THE TASK: The entries below are to be printed again word for word.

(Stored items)
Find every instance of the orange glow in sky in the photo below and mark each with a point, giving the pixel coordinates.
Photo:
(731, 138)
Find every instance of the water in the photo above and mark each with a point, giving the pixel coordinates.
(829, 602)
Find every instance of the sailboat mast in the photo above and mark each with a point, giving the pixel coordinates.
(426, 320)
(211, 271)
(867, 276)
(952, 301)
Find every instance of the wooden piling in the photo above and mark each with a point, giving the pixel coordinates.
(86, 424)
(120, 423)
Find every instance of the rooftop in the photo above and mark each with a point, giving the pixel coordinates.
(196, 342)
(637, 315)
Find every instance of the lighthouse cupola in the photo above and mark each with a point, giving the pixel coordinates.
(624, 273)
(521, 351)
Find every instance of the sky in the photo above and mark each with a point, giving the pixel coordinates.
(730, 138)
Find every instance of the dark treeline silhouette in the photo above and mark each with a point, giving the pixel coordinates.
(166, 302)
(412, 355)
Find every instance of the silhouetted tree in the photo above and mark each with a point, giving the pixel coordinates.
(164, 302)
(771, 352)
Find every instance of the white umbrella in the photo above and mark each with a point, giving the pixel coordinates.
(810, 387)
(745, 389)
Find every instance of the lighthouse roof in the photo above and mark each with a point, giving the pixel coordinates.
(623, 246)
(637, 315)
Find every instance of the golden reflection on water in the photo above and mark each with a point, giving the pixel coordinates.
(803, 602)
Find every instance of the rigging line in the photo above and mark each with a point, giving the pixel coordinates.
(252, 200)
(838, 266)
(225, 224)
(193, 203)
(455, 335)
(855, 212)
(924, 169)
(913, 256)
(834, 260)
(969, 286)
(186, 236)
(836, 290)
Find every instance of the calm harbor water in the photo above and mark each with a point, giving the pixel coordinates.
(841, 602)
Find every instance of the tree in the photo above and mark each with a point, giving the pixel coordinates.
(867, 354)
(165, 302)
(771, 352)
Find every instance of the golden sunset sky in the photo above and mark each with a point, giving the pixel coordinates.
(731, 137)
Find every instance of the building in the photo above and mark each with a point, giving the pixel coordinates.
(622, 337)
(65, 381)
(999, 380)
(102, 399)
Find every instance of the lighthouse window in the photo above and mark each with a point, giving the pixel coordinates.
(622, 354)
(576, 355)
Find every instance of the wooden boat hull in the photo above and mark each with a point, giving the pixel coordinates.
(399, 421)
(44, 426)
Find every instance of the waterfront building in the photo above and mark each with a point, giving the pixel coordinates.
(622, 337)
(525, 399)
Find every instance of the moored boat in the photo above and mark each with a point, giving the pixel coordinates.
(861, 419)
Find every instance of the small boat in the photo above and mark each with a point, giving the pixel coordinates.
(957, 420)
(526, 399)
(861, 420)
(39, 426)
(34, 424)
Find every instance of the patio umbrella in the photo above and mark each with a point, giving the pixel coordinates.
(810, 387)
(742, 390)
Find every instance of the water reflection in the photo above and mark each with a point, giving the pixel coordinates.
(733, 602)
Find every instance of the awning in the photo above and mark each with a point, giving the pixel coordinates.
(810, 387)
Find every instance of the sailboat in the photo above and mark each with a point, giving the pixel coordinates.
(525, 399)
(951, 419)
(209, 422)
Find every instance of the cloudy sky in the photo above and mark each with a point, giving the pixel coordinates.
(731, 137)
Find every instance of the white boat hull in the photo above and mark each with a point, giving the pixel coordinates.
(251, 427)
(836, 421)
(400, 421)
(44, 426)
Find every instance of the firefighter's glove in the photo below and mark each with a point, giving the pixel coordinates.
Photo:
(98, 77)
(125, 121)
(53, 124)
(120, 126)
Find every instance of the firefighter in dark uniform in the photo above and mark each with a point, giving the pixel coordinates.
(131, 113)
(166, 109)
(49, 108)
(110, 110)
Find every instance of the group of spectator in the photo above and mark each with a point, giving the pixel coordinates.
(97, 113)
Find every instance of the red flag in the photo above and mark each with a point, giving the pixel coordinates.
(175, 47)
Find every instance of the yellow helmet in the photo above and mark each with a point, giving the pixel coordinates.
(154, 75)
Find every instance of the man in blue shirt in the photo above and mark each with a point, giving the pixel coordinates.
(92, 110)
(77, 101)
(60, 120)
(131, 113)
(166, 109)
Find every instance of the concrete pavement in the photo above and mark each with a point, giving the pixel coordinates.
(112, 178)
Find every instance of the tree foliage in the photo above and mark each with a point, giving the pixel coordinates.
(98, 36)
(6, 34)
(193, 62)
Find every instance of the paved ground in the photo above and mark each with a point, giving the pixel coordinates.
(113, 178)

TASK OUTPUT:
Find every instance of the orange glow in sky in the photo below and mark each with a point, giving the pixel coordinates.
Photo:
(731, 138)
Find every instance of the water in the photo above and mark each with a point, giving the pixel coordinates.
(829, 602)
Find every instance of the sailboat mast in the photo above and mark each with a point, giving the pixel coordinates.
(426, 320)
(211, 271)
(867, 276)
(952, 301)
Find every instance of the wooden piling in the photo above and mark each with a point, giving the pixel coordinates.
(86, 424)
(120, 423)
Find every instance of the rooftop in the photo above and mark each with a point, giving the pixel coordinates.
(196, 342)
(637, 315)
Find every instance of the lighthouse cupola in the photo above and mark each with a point, giving the pixel coordinates.
(624, 273)
(521, 351)
Find every instance of the sky in the photo above and mark each with a point, giving the pixel coordinates.
(730, 138)
Find every instance of the dark treeline silhouette in the photo above and mark each with a point, giving the pixel coordinates.
(166, 302)
(412, 355)
Find every instance of the silhouetted tree in the photo above and mark each with a point, giving the pixel coordinates.
(164, 302)
(771, 352)
Find every instance of the white umbrella in the photo above and mark each with a point, giving the pixel coordinates.
(810, 387)
(745, 389)
Find every instance of the lighthouse roof in the photo above and mark each with a point, giving the pixel coordinates.
(623, 246)
(637, 315)
Find every instance of the golden reflection on water in the photo above and mark each with a point, giving the pixel coordinates.
(803, 602)
Find every instance of the rigging line in the photo above and mark each with a point, giving the pixel coordinates.
(252, 200)
(838, 266)
(225, 224)
(193, 203)
(455, 335)
(855, 212)
(924, 169)
(913, 256)
(834, 260)
(969, 286)
(186, 236)
(836, 290)
Find every instance of the calm harbor water in the photo above and mark each with a point, giving the pixel coordinates.
(841, 602)
Find every instance of the tree in the photo above and mark each with a point, giving the pixel coordinates.
(867, 354)
(165, 302)
(771, 352)
Find every instance of the golden sunset sky in the photo above and mark each with a point, giving the pixel coordinates.
(731, 137)
Find every instance of the building in the photo above and mark each with a point, giving the pixel coordinates.
(622, 337)
(65, 381)
(999, 380)
(102, 399)
Find every instance of the lighthouse window in the photo above and mark each with a point, giving the pixel coordinates.
(622, 354)
(576, 355)
Find every instance of the wooden boat hull in the photo above and mark each with a point, giving the pixel coordinates.
(399, 421)
(44, 426)
Find every instance of the waterfront building in the photo above and mark each with a point, giving the pixel coordinates.
(622, 337)
(525, 399)
Find every instance of the moored boat in the photo above and mark each with a point, giving the pixel coordinates.
(861, 419)
Find every instance of the small boat in the photo above and mark each with a point, giving the pixel coordinates.
(957, 420)
(526, 399)
(861, 420)
(39, 426)
(34, 424)
Find every instance of the patio umbrella in the photo above and mark each with a point, giving the pixel coordinates.
(810, 387)
(742, 390)
Find every instance of the water reflection in the photo above and mark each with a point, giving the pixel coordinates.
(733, 602)
Find every instance of the awning in the photo above and mark each with a point, giving the pixel coordinates.
(810, 387)
Find every instance of the sailboat in the photo above and mark each with a point, giving the pixel coordinates.
(525, 399)
(951, 419)
(209, 422)
Find every instance of the cloudy sky in the photo above and mark each with a point, giving the pixel coordinates.
(731, 137)
Find every instance of the white boat hull in the photo above and mark each with a point, giving the pixel coordinates.
(251, 427)
(836, 421)
(400, 421)
(44, 426)
Find every instance of the firefighter's glove in the photo below and mark each with a point, giving the pixel coordinates.
Photo:
(98, 77)
(125, 121)
(53, 124)
(120, 126)
Find every instance of the firefighter in dark uniform in the photo above and mark each with a point, giving the pixel coordinates.
(131, 113)
(166, 109)
(49, 108)
(110, 110)
Find every instance of the group of spectator in the photo above and mark each with a point, giving the pixel coordinates.
(97, 113)
Find every instance of the red flag in the photo above and mark each with a point, giving the pixel coordinates.
(175, 47)
Find every instance of the yellow helmet in the photo above and mark each with a point, giving the pixel coordinates.
(154, 75)
Find every instance of the man in blue shirt in the photo above and mark each with a point, giving the pixel coordinates.
(92, 110)
(77, 101)
(60, 120)
(131, 113)
(166, 109)
Find every instance of the concrete pavement in the photo above and mark each with a point, giving the pixel coordinates.
(112, 178)
Find every instance of the tree foliage in the photo above and mark each with a point, giving the pixel coordinates.
(98, 36)
(6, 34)
(193, 62)
Find every instance of the paved ground in the photo above and mark each with a point, giving the pixel coordinates.
(113, 178)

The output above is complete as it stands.